**Your instructions**
How many lines in the data below contain the string "chair"? Answer with the number only.

***** Available data

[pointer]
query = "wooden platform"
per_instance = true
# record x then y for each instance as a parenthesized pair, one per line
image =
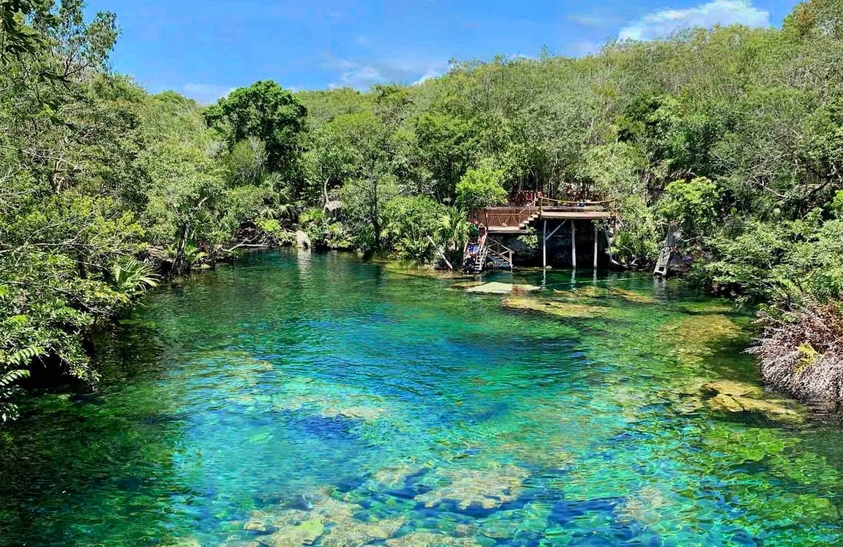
(574, 215)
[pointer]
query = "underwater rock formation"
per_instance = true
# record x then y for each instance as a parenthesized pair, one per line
(486, 488)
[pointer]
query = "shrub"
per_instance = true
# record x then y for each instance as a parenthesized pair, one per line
(801, 352)
(480, 188)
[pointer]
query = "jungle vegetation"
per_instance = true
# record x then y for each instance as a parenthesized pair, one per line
(733, 135)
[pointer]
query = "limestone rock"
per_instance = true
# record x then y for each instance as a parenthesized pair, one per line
(502, 288)
(356, 534)
(567, 310)
(295, 536)
(365, 413)
(733, 389)
(430, 539)
(488, 488)
(302, 240)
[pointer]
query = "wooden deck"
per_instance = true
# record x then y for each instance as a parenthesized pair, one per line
(517, 220)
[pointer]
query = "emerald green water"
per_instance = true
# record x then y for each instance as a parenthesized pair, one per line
(319, 398)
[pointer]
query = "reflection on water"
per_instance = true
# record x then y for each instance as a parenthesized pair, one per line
(314, 399)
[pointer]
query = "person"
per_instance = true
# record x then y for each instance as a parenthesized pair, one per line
(473, 230)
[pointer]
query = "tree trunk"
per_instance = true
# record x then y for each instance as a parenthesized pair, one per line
(178, 265)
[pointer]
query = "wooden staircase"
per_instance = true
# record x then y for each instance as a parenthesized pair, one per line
(527, 221)
(479, 262)
(663, 264)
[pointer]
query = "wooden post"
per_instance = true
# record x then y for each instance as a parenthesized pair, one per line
(544, 246)
(596, 244)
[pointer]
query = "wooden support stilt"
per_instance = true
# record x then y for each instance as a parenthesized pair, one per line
(544, 246)
(596, 244)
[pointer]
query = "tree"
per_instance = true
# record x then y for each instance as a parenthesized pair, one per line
(481, 187)
(448, 146)
(690, 205)
(267, 112)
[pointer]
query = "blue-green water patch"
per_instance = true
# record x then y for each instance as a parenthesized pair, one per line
(304, 398)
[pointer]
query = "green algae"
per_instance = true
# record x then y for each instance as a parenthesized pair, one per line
(321, 400)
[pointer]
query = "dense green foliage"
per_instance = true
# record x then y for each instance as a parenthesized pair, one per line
(733, 136)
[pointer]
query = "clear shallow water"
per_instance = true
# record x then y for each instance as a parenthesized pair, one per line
(321, 398)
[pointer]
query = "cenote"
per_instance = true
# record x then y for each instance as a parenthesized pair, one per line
(317, 399)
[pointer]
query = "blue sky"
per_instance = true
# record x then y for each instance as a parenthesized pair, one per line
(204, 48)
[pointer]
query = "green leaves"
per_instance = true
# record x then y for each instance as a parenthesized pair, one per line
(481, 187)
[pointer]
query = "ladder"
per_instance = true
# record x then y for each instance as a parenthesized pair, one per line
(480, 259)
(663, 264)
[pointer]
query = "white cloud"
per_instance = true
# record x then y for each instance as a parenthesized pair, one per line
(206, 93)
(719, 12)
(364, 75)
(584, 48)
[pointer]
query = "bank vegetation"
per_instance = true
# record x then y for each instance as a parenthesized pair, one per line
(731, 136)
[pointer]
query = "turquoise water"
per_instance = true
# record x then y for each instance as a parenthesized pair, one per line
(301, 398)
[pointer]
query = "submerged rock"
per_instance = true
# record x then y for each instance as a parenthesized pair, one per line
(558, 308)
(733, 388)
(295, 536)
(430, 539)
(365, 413)
(302, 240)
(502, 288)
(356, 534)
(395, 475)
(736, 403)
(487, 488)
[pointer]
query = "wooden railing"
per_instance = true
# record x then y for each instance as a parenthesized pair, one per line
(504, 216)
(503, 252)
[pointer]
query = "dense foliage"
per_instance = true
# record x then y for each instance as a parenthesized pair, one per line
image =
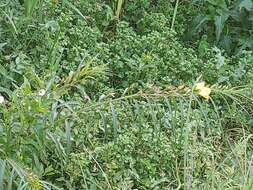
(110, 95)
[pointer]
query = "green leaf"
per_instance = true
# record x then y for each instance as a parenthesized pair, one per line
(30, 6)
(247, 4)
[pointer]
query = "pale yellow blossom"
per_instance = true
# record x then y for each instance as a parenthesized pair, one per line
(203, 90)
(1, 99)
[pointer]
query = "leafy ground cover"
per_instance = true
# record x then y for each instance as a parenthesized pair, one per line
(126, 94)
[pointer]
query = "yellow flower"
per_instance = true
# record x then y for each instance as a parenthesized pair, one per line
(203, 90)
(200, 85)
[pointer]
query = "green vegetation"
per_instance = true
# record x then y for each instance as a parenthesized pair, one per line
(126, 94)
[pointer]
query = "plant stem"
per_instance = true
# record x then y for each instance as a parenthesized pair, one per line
(174, 15)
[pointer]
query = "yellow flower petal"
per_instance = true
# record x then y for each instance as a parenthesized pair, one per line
(200, 85)
(205, 92)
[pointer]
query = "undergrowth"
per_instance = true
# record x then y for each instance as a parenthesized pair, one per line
(106, 95)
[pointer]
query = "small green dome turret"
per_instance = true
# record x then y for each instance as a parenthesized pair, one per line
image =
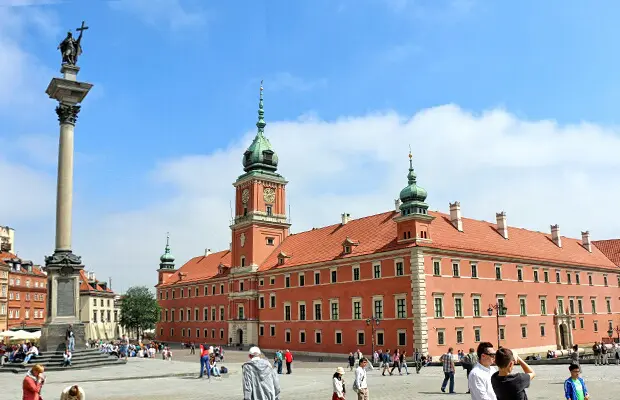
(167, 259)
(413, 197)
(260, 154)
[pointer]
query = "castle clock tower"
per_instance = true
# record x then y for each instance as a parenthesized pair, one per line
(260, 225)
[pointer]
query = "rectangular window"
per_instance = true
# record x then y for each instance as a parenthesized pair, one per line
(334, 311)
(357, 309)
(378, 310)
(441, 337)
(287, 312)
(400, 270)
(476, 307)
(317, 311)
(477, 335)
(401, 308)
(458, 307)
(522, 307)
(356, 273)
(377, 271)
(438, 307)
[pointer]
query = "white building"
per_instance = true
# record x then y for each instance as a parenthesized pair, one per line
(99, 309)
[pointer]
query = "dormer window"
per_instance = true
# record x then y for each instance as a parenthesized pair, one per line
(348, 244)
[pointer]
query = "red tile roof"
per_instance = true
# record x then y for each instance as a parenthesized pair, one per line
(611, 248)
(200, 268)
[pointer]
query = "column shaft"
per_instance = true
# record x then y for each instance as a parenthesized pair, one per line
(64, 196)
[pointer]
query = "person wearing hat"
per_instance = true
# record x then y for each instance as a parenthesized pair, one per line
(260, 380)
(339, 390)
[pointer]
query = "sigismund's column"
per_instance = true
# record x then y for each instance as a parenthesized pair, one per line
(63, 267)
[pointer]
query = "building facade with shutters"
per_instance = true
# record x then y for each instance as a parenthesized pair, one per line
(408, 278)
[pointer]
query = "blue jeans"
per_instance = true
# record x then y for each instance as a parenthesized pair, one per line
(448, 376)
(204, 363)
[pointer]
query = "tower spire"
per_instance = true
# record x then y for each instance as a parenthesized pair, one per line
(260, 124)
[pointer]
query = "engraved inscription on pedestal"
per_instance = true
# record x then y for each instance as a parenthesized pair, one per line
(65, 298)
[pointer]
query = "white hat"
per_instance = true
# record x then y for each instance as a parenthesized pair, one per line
(254, 351)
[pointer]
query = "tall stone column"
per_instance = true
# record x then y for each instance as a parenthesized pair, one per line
(63, 267)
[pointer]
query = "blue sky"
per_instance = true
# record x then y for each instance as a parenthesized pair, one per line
(177, 81)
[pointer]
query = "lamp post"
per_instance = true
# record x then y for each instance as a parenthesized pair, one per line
(372, 321)
(500, 310)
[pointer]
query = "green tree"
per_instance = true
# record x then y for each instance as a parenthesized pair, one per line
(139, 310)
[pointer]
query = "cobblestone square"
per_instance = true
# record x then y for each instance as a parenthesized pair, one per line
(158, 380)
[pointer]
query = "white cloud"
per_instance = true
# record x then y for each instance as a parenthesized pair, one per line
(541, 173)
(173, 13)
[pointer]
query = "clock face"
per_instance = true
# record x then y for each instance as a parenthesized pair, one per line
(245, 196)
(269, 195)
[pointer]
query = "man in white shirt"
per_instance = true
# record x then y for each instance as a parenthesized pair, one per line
(480, 377)
(361, 383)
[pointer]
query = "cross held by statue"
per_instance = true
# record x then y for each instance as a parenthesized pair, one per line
(82, 28)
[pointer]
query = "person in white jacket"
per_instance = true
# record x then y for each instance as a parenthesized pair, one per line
(73, 393)
(339, 390)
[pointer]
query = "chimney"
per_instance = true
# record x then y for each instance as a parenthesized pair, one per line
(502, 226)
(345, 218)
(397, 204)
(555, 235)
(585, 241)
(455, 215)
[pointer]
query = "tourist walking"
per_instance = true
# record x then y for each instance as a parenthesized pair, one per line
(288, 357)
(33, 383)
(70, 337)
(508, 386)
(260, 381)
(360, 384)
(338, 381)
(204, 361)
(448, 370)
(351, 361)
(574, 386)
(73, 393)
(479, 380)
(468, 361)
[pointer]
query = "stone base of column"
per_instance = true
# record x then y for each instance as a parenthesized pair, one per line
(53, 337)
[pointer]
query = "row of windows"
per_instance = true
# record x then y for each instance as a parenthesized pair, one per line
(186, 315)
(334, 307)
(35, 296)
(456, 272)
(187, 333)
(501, 309)
(15, 314)
(18, 282)
(187, 292)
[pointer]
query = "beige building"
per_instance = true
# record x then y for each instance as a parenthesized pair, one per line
(99, 309)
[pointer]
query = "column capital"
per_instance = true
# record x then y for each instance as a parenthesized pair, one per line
(67, 114)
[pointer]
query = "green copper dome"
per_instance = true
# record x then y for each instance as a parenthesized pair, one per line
(260, 154)
(413, 197)
(167, 259)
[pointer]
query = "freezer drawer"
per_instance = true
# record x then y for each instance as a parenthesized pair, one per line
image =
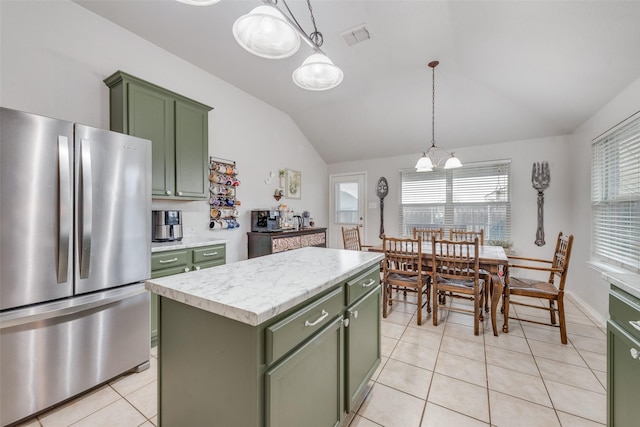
(55, 351)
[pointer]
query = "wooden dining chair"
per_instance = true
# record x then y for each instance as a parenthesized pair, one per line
(351, 239)
(463, 234)
(455, 271)
(427, 233)
(403, 270)
(551, 290)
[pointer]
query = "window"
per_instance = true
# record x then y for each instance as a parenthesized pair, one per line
(473, 197)
(615, 195)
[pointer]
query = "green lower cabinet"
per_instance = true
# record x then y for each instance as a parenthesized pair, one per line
(363, 345)
(623, 359)
(623, 372)
(304, 367)
(306, 388)
(168, 263)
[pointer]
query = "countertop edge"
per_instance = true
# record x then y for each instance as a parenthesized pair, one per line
(257, 317)
(186, 243)
(628, 282)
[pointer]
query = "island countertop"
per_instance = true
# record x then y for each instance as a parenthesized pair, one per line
(255, 290)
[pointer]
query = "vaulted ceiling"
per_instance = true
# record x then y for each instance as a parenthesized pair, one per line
(509, 70)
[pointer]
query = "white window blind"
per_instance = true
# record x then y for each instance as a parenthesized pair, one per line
(473, 197)
(615, 195)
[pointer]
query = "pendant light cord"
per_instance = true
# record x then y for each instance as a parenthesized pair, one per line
(316, 36)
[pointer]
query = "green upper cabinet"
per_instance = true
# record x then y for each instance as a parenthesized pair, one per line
(177, 127)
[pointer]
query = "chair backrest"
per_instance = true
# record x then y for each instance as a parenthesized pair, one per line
(455, 259)
(351, 238)
(402, 256)
(561, 257)
(455, 234)
(427, 233)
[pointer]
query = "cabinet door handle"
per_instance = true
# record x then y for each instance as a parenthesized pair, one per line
(320, 319)
(366, 285)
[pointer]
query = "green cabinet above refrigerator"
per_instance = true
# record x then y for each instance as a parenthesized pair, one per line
(177, 127)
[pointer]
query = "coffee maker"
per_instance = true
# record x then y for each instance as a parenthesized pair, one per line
(306, 219)
(166, 226)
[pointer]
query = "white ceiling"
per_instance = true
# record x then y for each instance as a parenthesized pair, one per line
(509, 70)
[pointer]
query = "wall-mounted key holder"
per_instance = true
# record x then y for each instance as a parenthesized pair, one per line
(223, 187)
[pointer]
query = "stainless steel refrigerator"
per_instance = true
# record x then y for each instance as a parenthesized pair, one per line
(75, 246)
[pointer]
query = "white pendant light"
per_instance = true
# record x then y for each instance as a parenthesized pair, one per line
(265, 33)
(428, 161)
(199, 2)
(317, 72)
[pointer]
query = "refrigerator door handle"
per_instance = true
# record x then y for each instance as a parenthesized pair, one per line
(64, 223)
(85, 208)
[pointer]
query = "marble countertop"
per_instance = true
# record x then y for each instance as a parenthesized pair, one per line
(255, 290)
(628, 282)
(185, 243)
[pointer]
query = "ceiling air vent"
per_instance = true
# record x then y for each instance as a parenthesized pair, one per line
(356, 35)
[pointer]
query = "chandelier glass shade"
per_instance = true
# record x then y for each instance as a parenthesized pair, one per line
(429, 160)
(317, 72)
(264, 32)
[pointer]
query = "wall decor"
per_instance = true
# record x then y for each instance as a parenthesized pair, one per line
(540, 179)
(223, 185)
(293, 186)
(382, 189)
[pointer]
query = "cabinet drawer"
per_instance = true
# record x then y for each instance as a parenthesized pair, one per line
(624, 310)
(170, 259)
(292, 330)
(208, 254)
(362, 284)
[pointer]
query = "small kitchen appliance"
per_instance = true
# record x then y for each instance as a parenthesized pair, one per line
(265, 220)
(167, 225)
(306, 219)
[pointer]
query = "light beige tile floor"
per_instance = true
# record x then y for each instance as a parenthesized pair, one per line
(429, 376)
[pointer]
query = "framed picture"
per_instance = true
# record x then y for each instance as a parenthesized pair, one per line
(293, 187)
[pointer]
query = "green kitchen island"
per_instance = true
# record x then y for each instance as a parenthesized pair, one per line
(289, 339)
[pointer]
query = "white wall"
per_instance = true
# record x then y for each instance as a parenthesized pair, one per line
(55, 55)
(524, 198)
(592, 289)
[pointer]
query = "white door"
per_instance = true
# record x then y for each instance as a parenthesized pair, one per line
(346, 205)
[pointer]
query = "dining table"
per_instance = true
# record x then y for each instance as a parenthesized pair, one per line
(491, 258)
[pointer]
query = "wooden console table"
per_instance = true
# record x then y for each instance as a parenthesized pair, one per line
(261, 244)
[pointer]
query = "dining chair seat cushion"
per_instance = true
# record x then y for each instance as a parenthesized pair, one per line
(531, 286)
(402, 278)
(460, 283)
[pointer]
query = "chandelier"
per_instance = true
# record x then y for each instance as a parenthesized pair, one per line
(270, 33)
(428, 161)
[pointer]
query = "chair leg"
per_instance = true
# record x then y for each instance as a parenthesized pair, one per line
(419, 305)
(563, 323)
(487, 290)
(505, 305)
(385, 298)
(477, 312)
(436, 302)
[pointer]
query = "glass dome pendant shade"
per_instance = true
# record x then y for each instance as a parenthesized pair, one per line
(424, 164)
(199, 2)
(317, 72)
(265, 33)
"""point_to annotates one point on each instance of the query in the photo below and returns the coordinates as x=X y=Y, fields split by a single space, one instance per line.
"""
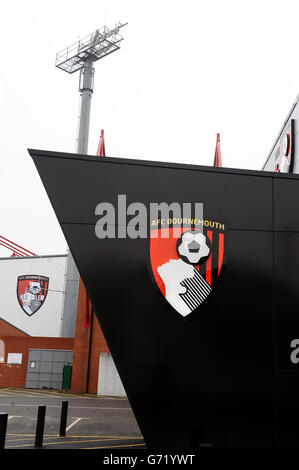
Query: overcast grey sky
x=186 y=70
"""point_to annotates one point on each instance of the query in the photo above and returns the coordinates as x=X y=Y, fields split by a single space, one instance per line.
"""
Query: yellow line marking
x=75 y=436
x=64 y=442
x=111 y=447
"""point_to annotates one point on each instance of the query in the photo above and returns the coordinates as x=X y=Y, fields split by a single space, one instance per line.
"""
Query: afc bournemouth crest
x=32 y=291
x=187 y=262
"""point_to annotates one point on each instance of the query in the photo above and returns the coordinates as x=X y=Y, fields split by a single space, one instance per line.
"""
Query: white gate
x=109 y=382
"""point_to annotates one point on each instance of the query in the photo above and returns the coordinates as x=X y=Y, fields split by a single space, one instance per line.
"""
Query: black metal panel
x=286 y=206
x=214 y=377
x=85 y=182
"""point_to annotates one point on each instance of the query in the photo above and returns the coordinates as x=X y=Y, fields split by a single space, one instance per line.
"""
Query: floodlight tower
x=81 y=57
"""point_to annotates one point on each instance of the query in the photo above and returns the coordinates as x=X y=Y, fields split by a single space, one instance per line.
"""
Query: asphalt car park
x=93 y=422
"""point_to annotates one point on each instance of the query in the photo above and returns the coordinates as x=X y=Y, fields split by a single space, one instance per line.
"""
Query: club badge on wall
x=186 y=263
x=32 y=291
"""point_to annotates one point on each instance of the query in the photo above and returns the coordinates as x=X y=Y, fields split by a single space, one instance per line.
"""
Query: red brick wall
x=13 y=375
x=82 y=346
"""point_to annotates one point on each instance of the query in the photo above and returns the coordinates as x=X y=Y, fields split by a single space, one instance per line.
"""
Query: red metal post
x=217 y=158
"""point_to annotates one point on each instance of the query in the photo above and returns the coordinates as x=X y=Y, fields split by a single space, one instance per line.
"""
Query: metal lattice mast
x=81 y=57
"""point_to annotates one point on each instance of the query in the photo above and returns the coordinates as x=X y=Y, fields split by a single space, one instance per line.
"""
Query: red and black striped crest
x=186 y=263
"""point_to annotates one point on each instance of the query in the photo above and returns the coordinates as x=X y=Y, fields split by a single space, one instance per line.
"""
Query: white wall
x=46 y=321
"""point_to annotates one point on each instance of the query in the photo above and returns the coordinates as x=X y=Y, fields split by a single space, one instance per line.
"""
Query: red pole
x=217 y=158
x=101 y=147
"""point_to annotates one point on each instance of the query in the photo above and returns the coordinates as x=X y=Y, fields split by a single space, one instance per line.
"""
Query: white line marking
x=73 y=424
x=9 y=405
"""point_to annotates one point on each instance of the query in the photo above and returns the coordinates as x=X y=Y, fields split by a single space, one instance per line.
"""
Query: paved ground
x=93 y=422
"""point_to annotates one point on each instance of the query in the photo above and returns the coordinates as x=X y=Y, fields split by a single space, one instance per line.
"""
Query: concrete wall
x=14 y=375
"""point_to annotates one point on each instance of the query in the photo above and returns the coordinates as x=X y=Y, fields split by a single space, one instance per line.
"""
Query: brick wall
x=82 y=345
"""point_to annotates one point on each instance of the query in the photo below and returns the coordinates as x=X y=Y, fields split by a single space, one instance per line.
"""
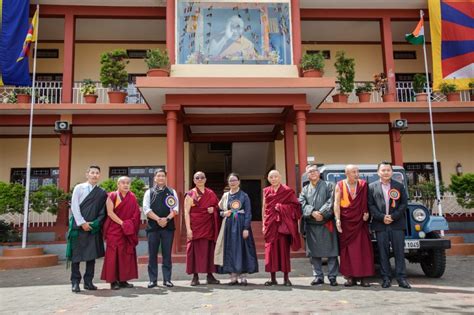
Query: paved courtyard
x=47 y=290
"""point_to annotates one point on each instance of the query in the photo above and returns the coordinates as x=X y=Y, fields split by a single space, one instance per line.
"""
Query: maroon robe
x=205 y=227
x=120 y=262
x=355 y=246
x=282 y=212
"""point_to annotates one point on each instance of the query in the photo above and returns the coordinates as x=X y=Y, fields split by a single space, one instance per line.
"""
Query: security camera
x=400 y=124
x=61 y=126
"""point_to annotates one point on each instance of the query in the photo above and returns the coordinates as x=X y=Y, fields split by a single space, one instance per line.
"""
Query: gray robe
x=319 y=240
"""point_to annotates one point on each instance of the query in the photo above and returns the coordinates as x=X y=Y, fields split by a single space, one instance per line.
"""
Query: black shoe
x=125 y=284
x=404 y=284
x=115 y=286
x=90 y=286
x=152 y=284
x=75 y=287
x=317 y=281
x=386 y=284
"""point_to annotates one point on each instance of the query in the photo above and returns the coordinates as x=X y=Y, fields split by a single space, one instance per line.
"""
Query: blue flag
x=13 y=29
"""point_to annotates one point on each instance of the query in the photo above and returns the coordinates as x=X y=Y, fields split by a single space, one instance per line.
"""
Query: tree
x=463 y=187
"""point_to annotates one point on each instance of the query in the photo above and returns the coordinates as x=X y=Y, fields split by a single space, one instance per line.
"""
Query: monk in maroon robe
x=202 y=228
x=351 y=211
x=121 y=236
x=281 y=212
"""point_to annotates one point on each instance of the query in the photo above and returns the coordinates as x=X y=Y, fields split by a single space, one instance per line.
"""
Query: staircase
x=180 y=256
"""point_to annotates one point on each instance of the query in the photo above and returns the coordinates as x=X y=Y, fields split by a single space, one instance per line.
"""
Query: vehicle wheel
x=434 y=264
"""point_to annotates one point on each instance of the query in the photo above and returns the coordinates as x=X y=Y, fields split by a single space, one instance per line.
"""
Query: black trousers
x=155 y=238
x=76 y=272
x=395 y=238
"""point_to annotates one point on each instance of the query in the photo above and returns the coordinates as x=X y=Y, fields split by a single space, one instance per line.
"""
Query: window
x=145 y=173
x=39 y=177
x=420 y=172
x=404 y=54
x=326 y=53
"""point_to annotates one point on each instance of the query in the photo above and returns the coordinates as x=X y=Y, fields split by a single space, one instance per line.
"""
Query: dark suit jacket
x=377 y=207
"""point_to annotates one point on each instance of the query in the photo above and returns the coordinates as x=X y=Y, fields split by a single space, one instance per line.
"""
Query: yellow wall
x=451 y=149
x=369 y=60
x=110 y=152
x=87 y=59
x=44 y=153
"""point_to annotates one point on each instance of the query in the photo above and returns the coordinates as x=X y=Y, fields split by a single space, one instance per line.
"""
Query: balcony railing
x=404 y=93
x=51 y=92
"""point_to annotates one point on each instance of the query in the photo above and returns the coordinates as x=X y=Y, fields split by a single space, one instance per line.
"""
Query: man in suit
x=388 y=202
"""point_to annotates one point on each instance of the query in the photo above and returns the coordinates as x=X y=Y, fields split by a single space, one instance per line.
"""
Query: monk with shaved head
x=352 y=215
x=121 y=235
x=280 y=213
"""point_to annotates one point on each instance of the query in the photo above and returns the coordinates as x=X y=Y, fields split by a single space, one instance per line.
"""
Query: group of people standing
x=334 y=222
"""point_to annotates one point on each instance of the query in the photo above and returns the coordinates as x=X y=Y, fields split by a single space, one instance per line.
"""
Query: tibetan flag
x=13 y=27
x=452 y=41
x=30 y=37
x=417 y=37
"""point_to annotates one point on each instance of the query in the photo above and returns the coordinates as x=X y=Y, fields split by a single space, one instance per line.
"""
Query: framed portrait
x=233 y=32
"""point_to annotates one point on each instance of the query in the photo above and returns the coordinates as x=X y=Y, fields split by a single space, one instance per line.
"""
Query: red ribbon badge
x=394 y=195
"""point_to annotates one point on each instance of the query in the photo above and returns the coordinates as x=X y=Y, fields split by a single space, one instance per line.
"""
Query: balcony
x=50 y=92
x=404 y=93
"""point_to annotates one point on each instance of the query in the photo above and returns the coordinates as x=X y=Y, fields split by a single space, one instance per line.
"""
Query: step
x=455 y=239
x=466 y=249
x=24 y=262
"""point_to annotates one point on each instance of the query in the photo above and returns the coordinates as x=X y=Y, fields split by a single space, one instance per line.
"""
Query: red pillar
x=296 y=31
x=65 y=146
x=387 y=52
x=290 y=155
x=170 y=29
x=396 y=146
x=301 y=136
x=68 y=65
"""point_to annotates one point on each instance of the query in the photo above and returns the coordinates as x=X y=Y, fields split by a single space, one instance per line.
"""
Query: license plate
x=412 y=244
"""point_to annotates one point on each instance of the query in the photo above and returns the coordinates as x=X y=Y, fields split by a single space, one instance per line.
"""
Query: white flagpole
x=435 y=162
x=30 y=132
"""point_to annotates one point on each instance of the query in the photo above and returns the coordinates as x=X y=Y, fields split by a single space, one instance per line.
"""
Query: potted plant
x=450 y=90
x=345 y=69
x=381 y=86
x=158 y=63
x=113 y=74
x=364 y=92
x=89 y=90
x=23 y=95
x=313 y=65
x=419 y=83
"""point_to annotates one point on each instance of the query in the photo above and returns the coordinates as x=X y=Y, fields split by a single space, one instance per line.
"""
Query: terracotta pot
x=453 y=97
x=158 y=73
x=364 y=97
x=389 y=97
x=339 y=98
x=23 y=99
x=312 y=73
x=421 y=97
x=117 y=96
x=90 y=98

**********

**Your solution**
4